Put the data below, starting at the line containing "the black mustache" and ending at the last line of the data, into a two-column CSV with the columns text and answer. Use one row per entry, and place each value in a quoted field with line breaks replaced by spaces.

* [Data section]

▼▼▼

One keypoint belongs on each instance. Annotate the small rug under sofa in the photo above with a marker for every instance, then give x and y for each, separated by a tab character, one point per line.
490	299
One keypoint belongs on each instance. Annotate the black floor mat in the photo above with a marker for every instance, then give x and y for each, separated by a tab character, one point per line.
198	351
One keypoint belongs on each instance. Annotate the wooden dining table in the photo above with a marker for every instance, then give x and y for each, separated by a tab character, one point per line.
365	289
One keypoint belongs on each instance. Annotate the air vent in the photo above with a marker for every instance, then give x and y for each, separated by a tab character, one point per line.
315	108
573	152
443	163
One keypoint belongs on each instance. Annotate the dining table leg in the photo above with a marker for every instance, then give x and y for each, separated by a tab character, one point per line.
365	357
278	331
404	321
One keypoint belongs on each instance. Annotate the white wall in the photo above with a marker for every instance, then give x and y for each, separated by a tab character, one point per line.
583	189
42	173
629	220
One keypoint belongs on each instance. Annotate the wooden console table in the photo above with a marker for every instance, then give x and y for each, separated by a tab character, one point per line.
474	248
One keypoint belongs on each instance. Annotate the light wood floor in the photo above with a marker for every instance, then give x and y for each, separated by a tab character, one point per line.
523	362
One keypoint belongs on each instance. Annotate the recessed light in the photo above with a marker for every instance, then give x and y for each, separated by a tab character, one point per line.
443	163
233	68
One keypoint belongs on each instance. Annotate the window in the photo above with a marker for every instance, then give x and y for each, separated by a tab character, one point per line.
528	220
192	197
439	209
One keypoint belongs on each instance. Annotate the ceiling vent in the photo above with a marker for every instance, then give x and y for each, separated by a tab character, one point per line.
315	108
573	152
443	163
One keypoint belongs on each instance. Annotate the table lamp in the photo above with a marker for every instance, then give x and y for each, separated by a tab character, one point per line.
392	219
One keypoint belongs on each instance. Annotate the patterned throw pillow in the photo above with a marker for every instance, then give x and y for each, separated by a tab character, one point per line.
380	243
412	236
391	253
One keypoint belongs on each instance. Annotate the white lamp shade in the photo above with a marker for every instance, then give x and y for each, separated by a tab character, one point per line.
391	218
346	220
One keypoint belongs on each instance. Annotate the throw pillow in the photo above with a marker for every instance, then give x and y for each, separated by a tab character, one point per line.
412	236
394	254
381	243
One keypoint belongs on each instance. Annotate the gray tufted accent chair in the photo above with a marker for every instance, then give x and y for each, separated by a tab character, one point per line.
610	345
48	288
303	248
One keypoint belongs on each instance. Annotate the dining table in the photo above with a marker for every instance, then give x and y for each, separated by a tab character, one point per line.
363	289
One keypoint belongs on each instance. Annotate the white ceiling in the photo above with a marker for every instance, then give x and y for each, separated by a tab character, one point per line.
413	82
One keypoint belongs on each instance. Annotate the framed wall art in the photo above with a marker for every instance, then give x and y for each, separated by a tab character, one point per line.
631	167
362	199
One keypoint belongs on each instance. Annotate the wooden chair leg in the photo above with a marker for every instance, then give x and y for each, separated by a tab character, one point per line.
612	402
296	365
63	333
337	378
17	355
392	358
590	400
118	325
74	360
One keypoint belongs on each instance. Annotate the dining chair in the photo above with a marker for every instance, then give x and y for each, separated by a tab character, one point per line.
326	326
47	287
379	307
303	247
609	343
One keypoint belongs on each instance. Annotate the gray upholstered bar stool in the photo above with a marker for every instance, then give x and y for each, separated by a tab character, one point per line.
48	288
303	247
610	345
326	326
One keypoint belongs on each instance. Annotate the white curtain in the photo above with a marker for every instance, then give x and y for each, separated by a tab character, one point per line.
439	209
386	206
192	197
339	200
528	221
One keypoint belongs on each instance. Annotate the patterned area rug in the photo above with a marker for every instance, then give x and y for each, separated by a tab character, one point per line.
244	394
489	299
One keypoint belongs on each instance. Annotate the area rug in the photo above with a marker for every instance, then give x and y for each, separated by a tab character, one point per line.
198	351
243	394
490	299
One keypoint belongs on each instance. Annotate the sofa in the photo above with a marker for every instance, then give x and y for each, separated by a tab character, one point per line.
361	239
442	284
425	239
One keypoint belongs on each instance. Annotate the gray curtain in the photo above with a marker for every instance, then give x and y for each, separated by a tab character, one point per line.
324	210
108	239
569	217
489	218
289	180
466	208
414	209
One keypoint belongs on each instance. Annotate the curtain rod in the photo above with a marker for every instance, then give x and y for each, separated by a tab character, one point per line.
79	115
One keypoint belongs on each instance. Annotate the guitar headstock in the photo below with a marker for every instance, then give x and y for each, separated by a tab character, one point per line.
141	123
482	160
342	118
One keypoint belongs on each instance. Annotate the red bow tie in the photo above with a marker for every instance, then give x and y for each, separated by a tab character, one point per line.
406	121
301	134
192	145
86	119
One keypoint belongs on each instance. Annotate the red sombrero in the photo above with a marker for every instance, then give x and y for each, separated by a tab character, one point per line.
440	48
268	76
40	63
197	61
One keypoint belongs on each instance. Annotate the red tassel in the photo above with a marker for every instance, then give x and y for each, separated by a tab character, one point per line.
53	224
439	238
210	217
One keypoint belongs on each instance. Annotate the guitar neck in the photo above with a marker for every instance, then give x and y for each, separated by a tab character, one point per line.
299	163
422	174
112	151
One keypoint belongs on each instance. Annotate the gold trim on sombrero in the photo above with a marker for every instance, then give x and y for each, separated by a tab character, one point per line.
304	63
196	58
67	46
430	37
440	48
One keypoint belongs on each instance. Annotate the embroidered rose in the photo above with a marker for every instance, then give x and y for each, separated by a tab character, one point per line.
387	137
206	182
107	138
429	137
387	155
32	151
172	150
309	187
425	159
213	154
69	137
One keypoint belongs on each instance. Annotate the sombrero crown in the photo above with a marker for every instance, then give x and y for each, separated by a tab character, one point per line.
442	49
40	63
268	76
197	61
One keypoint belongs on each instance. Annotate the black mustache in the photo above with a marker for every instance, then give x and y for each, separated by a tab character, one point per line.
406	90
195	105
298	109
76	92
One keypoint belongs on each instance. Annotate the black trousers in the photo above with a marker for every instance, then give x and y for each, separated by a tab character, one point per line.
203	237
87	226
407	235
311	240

▲▲▲

* [Written answer]
text,answer
"One keypoint belongs on each instance. Annotate the black mustache in the photo above with a marker for every instance, then give x and y for each, separated by a tab character, one point per line.","406	90 195	105 298	109 76	92"
"One keypoint belongs on each instance. Annotate the black trousers in the photo above with a marker for every instance, then give x and y for each, separated by a tab character, one point per line.","203	237 87	226 407	235 311	240"